Task: According to the column excerpt, why does the writer once again let Eric provide the introduction? Explain in one to three sentences.

Text passage:
Earlier this week I received a sweet note from our friend Eric Dierker:

God sends angels my way. I have not got a clue how that works. But I can spot an angel 1.3 million miles away. Don't know what air you have flowing up there. But the love flows all the way down our Mexico border way.

Maybe as a master Chef of love you can answer this one. Believe me I have no clue where it came out weeding my garden and thinking of you.

Bountiful. Maybe Cornucopia? Where does that come from? Our foods here are so plentiful.

Yes, once again I'm allowing Eric to provide the introduction because he's talking of what my objective in writing this weekly column has always been—I love food history and I love to tell stories; I love cooking and sharing my 50+ years of knowledge with you; I love helping anyone and everyone to achieve, to grow, to learn. You are my friends and I gather you into my kitchen. Let's have a cup of coffee (or tea) together, share stories, and help one another.

So, getting back to Eric's question about the cornucopia—it's an odd-sounding word, usually associated with Thanksgiving Day, a woven basket with apples, pears, clusters of grapes, nuts, gourds, and other assorted produce items spilling out. The word Latin “cornu” means horn, and “copia” means plenty. But how did this concept begin?

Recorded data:

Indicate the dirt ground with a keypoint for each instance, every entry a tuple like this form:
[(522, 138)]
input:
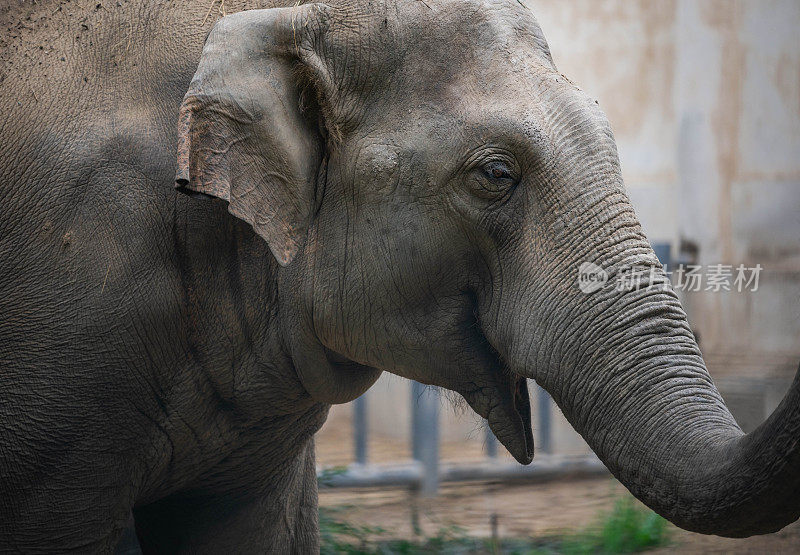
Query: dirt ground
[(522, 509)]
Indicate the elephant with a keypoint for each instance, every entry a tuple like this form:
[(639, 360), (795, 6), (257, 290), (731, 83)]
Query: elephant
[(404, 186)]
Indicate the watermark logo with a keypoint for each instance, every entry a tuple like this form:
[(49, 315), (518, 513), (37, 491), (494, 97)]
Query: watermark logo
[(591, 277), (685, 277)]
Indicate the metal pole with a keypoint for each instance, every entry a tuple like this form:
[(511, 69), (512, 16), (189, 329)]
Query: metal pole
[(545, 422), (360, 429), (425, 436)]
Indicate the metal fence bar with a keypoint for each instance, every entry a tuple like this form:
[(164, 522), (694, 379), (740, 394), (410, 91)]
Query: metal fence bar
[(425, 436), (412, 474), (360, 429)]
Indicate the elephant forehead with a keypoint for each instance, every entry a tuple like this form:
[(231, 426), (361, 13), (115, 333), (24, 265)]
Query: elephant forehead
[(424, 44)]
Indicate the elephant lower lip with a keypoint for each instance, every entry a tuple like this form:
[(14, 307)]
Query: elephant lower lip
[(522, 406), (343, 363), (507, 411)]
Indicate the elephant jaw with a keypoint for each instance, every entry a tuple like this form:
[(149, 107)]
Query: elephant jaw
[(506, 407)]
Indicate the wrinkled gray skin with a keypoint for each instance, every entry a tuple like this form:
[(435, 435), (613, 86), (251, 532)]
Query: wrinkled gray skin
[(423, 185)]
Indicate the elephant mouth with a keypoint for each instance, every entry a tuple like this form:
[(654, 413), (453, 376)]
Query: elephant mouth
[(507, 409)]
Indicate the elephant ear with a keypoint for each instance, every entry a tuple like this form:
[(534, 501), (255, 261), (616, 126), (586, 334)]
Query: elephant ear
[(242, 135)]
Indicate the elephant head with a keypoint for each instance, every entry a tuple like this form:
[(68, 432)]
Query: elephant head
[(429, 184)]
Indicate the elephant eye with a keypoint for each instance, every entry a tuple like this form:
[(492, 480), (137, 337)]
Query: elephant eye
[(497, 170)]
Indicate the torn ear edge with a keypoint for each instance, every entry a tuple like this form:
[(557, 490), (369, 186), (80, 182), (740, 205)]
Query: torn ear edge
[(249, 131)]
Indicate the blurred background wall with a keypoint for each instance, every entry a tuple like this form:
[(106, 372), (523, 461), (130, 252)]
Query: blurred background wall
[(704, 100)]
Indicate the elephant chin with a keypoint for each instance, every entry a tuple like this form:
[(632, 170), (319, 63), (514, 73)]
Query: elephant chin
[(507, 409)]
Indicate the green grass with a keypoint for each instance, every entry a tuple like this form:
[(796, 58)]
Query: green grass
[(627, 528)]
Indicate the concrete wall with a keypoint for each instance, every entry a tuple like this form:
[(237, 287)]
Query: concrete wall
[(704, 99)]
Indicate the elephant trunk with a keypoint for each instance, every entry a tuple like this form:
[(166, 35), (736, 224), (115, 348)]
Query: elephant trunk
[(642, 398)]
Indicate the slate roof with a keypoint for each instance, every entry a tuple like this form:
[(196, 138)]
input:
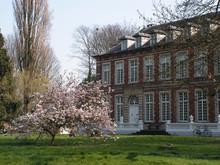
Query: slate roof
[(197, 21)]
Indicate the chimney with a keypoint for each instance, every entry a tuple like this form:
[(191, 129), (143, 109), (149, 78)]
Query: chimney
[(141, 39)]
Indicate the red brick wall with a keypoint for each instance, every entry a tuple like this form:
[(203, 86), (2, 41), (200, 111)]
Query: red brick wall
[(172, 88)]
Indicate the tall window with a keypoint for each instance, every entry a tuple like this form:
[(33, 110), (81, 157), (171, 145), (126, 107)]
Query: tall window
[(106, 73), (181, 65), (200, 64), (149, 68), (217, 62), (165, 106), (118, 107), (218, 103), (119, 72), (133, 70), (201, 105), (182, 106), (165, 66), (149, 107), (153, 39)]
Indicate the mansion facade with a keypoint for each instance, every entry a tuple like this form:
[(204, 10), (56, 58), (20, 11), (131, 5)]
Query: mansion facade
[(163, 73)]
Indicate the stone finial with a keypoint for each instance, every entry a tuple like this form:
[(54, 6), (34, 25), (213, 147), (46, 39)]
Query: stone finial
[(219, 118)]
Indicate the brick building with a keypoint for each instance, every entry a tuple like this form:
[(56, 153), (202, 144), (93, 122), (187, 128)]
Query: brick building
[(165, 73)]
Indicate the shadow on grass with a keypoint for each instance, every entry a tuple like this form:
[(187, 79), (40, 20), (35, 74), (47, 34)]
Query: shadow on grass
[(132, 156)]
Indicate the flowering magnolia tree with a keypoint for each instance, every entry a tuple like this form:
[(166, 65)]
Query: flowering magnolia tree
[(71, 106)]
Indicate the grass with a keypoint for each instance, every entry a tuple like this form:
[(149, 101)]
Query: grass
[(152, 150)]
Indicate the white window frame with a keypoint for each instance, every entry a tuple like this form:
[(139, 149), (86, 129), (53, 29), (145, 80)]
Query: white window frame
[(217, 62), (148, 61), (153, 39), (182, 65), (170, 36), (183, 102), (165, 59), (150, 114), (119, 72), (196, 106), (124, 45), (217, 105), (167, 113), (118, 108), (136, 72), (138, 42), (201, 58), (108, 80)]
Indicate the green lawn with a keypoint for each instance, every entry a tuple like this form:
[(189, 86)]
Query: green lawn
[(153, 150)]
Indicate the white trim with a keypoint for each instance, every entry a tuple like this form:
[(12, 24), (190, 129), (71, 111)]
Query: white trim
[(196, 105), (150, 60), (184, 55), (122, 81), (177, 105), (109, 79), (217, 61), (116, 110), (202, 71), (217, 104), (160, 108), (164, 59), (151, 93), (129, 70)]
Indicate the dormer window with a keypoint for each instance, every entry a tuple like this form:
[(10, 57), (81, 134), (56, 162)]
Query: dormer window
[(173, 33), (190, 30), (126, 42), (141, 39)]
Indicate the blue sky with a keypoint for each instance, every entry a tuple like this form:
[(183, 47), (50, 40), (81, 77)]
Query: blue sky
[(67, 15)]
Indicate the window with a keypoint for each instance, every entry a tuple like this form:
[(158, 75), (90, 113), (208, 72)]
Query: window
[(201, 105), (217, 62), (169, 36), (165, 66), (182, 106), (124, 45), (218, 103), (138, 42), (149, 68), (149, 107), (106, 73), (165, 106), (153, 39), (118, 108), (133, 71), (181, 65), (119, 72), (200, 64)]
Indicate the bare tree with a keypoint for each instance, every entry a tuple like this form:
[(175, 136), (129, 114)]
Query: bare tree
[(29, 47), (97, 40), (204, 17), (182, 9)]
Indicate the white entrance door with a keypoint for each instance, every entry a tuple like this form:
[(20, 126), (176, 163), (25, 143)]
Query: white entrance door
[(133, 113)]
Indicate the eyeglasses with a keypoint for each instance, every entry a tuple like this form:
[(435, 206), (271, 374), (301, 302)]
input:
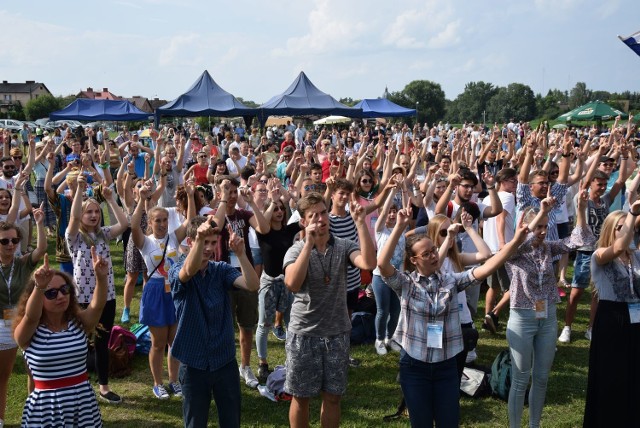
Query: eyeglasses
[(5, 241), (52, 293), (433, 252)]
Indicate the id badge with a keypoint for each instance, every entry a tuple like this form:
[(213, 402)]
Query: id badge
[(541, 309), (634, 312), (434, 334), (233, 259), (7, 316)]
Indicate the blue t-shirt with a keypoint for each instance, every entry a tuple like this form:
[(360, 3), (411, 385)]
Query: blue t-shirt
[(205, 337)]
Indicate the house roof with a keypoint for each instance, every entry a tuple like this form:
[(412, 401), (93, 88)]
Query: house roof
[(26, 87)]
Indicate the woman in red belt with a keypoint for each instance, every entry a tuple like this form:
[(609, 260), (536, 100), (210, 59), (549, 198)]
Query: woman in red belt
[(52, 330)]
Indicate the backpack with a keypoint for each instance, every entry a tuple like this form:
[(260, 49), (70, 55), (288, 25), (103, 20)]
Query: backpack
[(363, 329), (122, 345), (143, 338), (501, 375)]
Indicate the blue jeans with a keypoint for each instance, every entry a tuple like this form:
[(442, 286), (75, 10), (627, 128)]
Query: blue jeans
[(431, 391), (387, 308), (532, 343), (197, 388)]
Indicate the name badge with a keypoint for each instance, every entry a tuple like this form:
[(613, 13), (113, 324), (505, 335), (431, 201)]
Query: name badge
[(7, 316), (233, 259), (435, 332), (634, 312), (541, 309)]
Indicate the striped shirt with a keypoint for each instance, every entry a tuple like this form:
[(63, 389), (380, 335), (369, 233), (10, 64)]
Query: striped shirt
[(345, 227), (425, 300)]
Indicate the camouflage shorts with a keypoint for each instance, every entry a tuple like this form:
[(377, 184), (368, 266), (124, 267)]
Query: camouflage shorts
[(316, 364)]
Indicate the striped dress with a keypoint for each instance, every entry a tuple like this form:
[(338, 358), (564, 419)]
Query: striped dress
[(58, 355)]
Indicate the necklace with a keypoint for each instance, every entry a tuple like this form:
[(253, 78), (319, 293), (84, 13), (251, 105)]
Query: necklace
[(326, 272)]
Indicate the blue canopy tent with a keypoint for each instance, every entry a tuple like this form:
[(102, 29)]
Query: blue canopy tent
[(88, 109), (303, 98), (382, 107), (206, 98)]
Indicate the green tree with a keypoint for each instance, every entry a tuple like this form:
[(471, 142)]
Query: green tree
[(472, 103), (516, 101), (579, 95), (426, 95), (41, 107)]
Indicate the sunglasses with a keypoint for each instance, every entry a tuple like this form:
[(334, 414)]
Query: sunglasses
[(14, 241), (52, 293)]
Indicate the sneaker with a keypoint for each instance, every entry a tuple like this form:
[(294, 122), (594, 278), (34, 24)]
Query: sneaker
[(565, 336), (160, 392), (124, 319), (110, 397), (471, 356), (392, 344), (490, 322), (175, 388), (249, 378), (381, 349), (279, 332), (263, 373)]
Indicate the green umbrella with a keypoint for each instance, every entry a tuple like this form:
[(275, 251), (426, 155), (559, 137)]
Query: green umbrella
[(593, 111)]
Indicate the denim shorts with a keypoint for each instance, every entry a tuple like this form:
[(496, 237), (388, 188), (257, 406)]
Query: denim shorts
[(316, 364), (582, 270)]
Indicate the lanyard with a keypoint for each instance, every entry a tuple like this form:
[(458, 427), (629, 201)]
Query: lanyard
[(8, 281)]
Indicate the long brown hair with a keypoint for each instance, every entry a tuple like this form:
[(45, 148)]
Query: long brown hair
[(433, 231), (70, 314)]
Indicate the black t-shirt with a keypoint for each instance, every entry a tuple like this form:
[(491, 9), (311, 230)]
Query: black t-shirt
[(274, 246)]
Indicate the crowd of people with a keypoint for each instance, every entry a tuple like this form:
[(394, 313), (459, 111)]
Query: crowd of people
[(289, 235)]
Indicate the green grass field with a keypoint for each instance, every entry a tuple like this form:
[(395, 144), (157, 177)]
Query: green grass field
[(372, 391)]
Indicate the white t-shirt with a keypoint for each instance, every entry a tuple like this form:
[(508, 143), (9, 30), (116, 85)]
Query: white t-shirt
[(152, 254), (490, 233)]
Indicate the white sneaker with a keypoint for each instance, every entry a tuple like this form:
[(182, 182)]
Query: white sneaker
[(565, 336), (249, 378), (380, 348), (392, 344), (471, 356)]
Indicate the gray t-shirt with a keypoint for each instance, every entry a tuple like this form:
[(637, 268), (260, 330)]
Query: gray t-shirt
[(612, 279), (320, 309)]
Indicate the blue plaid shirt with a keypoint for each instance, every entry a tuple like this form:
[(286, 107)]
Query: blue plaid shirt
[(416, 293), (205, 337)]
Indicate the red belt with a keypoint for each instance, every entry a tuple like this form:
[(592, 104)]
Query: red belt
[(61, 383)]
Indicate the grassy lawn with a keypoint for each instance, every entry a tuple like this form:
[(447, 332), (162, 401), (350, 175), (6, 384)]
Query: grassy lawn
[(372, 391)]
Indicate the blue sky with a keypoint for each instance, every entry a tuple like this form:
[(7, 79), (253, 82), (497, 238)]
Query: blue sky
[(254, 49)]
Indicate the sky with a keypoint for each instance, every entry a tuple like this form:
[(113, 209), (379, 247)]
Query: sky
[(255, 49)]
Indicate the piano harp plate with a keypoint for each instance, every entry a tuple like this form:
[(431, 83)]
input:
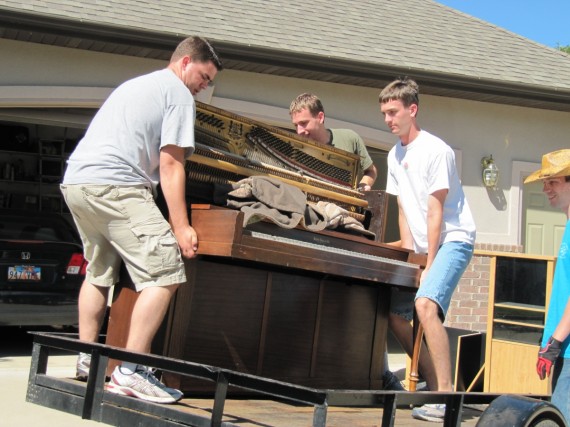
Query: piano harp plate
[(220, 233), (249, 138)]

Task response: The writer lets Eric provide the introduction because his note touches on what the weekly column's objective has always been. That aim is sharing food history and stories, passing on more than 50 years of cooking knowledge, and helping everyone achieve, grow, and learn.